#### [DOCUMENT EXTRACT]
--------

Students become authorities in their field 

From snakes to famous people such as Tiger Woods and Simone Biles, there was a wide variety of topics at this year’s Expert Museum at Ada Elementary

Forest Hills — Second-grader Ian Putcha loves golf, so much so that he decided to become an expert on one of golf’s biggest stars, Tiger Woods.

Ian’s poster is peppered with information about Woods, such as he has some of the best records in golf, winning six masters, 82 PGA tournaments, 41 European tournaments, three Japanese tournaments and two Asian ones.

“He is a good golfer,” Ian said, adding that he has been playing the sport for two years and hopes to become as good as Woods.

Next to Ian’s display is second-grader Kai Justine Hughes, who has focused on Simone Biles since she loves gymnastics. 

“She is a really great gymnast and I wanted to learn about her,” Kai said. “She is the best in the world and by doing this project, I feel like I got to learn more about her.”

Ian and Kai were among the 62 “experts” who were part of Ada Elementary’s Expert Museum. The second-grade experts had spent several weeks researching a topic of their choosing, putting together the information they learned into a poster, and preparing to present their information to parents, staff and other students during the hour-long event.

“This is part of our nonfiction reading unit,” said teacher Kristin LaSage. “We purposely leave the topic open so students can choose what they are interested in.”

Second-grader Ali Zielaskowski said she picked becoming an expert about the moon because she is interested in space, while Hope Gonzalez said she picked the Philippines because her mother is from there.

--------

Point annotations for photos
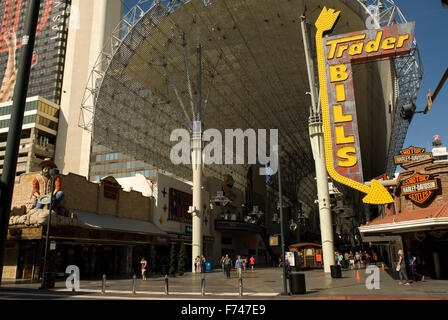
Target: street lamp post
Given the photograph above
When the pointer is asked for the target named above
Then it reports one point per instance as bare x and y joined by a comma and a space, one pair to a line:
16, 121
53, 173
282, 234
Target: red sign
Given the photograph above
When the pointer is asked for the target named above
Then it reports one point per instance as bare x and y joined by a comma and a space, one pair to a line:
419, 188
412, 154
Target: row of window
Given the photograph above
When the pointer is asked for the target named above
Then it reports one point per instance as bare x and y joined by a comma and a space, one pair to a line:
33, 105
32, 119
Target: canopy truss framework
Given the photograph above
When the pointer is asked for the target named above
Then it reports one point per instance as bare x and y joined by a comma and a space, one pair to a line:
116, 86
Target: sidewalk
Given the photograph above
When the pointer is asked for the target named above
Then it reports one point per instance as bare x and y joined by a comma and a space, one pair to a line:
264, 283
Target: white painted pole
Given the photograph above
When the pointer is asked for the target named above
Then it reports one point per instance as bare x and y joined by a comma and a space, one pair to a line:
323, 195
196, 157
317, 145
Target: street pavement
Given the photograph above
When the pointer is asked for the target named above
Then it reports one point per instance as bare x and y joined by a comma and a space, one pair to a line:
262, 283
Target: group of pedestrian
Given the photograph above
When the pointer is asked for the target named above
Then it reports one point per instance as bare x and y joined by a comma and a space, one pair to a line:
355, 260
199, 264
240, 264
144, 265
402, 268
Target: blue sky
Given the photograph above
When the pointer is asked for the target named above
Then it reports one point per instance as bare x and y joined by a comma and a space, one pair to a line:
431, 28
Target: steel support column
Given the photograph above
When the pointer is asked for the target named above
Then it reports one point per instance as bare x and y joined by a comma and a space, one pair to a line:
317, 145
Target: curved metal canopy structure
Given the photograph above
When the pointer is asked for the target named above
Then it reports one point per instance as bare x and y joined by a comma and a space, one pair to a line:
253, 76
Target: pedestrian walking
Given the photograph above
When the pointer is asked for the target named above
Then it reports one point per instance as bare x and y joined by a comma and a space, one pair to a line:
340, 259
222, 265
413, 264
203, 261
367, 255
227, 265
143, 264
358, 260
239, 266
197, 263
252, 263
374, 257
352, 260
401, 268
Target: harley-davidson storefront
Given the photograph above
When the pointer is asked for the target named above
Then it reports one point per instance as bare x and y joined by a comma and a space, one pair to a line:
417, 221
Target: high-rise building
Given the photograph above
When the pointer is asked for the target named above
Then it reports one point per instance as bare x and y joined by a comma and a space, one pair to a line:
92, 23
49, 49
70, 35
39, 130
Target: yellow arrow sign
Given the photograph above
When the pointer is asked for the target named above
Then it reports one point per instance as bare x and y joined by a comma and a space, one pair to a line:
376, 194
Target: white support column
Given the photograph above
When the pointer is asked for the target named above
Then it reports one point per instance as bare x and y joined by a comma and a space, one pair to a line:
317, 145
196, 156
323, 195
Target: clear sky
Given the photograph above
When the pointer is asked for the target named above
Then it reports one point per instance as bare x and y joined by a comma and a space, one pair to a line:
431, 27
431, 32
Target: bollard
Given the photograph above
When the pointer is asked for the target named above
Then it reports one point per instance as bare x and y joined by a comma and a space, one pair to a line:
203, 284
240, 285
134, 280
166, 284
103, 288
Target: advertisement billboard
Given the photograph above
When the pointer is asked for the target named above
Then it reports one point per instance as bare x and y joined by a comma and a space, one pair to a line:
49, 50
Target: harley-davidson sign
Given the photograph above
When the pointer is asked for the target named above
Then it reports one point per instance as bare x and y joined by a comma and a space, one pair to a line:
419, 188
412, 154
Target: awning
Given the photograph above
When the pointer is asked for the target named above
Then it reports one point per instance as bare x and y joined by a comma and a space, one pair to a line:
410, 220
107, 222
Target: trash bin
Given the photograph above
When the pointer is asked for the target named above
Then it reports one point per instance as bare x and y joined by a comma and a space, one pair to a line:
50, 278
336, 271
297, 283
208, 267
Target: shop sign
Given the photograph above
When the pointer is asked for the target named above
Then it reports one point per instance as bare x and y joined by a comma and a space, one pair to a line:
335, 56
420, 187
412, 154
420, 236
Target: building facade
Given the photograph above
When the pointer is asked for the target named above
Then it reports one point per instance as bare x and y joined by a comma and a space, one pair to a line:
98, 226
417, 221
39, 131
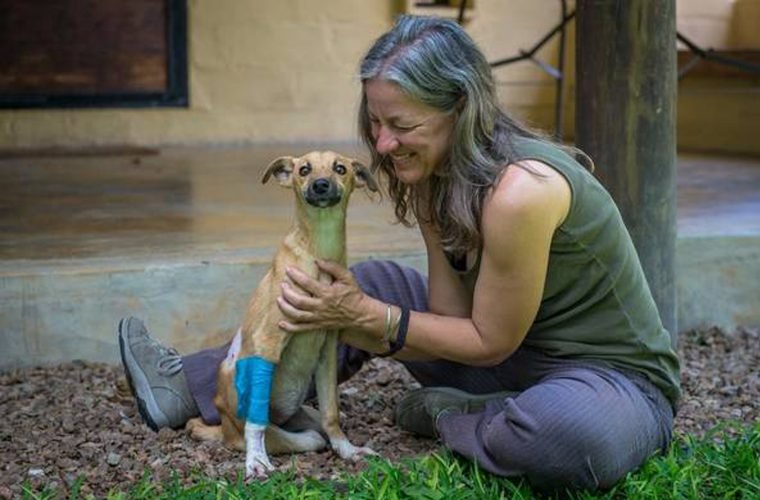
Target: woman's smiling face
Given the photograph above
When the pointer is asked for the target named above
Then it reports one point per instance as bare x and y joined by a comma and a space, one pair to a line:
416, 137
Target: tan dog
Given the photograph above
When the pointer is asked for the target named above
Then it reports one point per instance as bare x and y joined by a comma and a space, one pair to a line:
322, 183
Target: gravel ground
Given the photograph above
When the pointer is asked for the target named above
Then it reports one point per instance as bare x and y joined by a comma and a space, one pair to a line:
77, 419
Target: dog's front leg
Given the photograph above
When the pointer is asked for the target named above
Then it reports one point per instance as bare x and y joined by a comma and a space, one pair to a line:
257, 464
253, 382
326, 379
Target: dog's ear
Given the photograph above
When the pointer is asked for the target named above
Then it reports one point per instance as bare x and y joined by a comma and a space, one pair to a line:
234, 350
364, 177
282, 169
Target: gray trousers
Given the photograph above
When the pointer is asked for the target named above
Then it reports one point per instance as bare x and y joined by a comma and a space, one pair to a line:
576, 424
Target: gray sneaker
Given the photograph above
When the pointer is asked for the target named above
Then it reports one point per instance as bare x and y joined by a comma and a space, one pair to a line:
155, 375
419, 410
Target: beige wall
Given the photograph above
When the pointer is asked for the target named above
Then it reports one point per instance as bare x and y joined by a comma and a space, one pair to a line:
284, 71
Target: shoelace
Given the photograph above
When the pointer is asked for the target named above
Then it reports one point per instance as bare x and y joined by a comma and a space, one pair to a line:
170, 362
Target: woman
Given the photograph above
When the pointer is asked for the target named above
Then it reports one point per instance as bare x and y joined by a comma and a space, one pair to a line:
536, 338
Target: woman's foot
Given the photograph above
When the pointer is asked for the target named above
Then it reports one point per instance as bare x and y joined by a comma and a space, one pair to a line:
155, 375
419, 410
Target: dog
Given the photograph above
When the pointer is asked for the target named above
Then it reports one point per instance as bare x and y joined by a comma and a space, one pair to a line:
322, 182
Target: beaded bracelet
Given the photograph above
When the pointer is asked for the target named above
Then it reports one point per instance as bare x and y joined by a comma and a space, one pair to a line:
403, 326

--------

#### [TASKS TO CARRY OUT]
A: In the Expert Museum article, how many second-grade experts took part in Ada Elementary's Expert Museum?
B: Please restate everything from "Ian and Kai" down to "the hour-long event." in the Expert Museum article, changing "poster" to "display board".

#### [EXPECTED OUTPUTS]
A: 62

B:
Ian and Kai were among the 62 “experts” who were part of Ada Elementary’s Expert Museum. The second-grade experts had spent several weeks researching a topic of their choosing, putting together the information they learned into a display board, and preparing to present their information to parents, staff and other students during the hour-long event.